Reading text section start
What Are Confined Spaces?
Many workplaces have areas that are considered “confined spaces.” Because these spaces are not designed for people. They may only be big enough for workers to enter and perform certain jobs. A confined space also has limited or restricted means for entry or exit and is not designed for continuous occupancy. Confined spaces include, but are not limited to, tanks, vessels, silos, storage bins, hoppers, vaults, pits, manholes, tunnels, equipment housings, duct-work, pipelines, etc.
In this course, we will discuss the permit system and duties of entrants. As well as, attendants, supervisors and rescue and emergency services. You will learn to recognize what is a permit and non-permit required space. There will be a review of monitoring and entry equipment. Some class time will be spent doing hands-on practice, in an actual confined space..
There is also a second, more in-depth class available on Confined Space Rescue. This is a three-day class taught in your facility. Participants will learn how to safely retrieve and rescue an entrant from a confined space.
When it comes to confined spaces there are a lot of dangers to be aware of, which is why this class can be so important to anyone working in a confined space. Some of the more major hazards include the areas being a toxic atmosphere. A toxic atmosphere can cause many effects, like impairing judgement, causing someone to go unconscious and sometimes it can even cause death. Another hazard to worry about is oxygen deficiency, sometimes air can get displaced in a confined space and be replaced by another gas. Not to mention various biological processes that can take away oxygen. A flammable or explosive atmosphere is also a huge hazard, which can most of the time result in death.
Reading text section end
Recorded information section start
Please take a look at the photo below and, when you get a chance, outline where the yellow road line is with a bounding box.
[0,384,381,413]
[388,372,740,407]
Recorded information section end
Recorded information section start
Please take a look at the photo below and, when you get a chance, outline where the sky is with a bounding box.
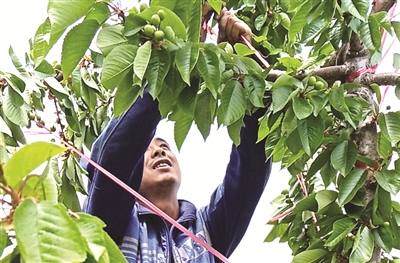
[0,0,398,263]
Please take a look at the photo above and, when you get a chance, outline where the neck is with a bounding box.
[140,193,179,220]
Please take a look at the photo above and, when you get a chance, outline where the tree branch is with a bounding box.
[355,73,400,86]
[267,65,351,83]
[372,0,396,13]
Recorded information section end
Recorded information section start
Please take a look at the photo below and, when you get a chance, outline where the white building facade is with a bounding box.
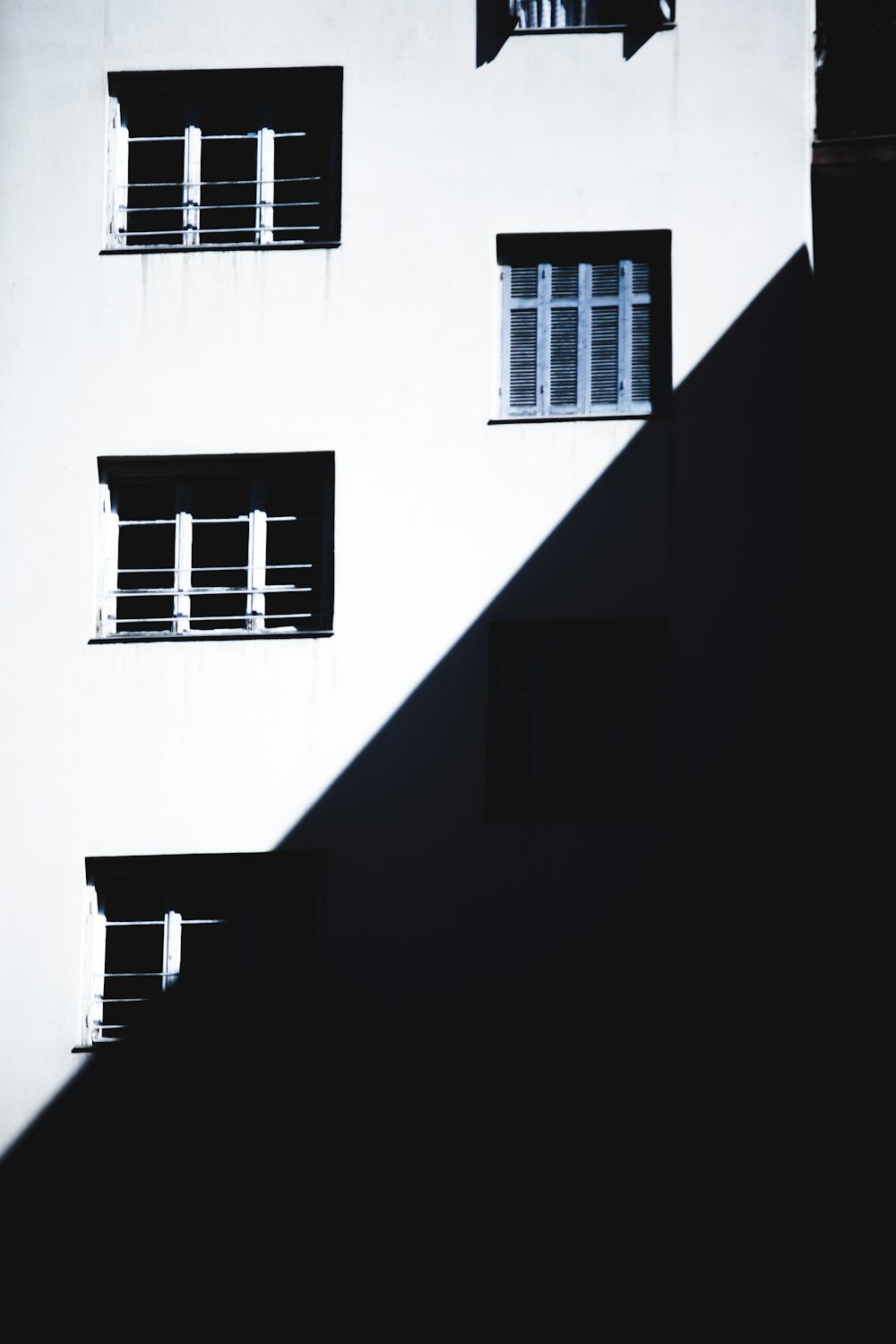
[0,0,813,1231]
Recorded information section end
Quote the passage of the text on confined spaces from "What Are Confined" up to and including "actual confined space..", word for word.

What Are Confined Spaces?
Many workplaces have areas that are considered “confined spaces.” Because these spaces are not designed for people. They may only be big enough for workers to enter and perform certain jobs. A confined space also has limited or restricted means for entry or exit and is not designed for continuous occupancy. Confined spaces include, but are not limited to, tanks, vessels, silos, storage bins, hoppers, vaults, pits, manholes, tunnels, equipment housings, duct-work, pipelines, etc.
In this course, we will discuss the permit system and duties of entrants. As well as, attendants, supervisors and rescue and emergency services. You will learn to recognize what is a permit and non-permit required space. There will be a review of monitoring and entry equipment. Some class time will be spent doing hands-on practice, in an actual confined space..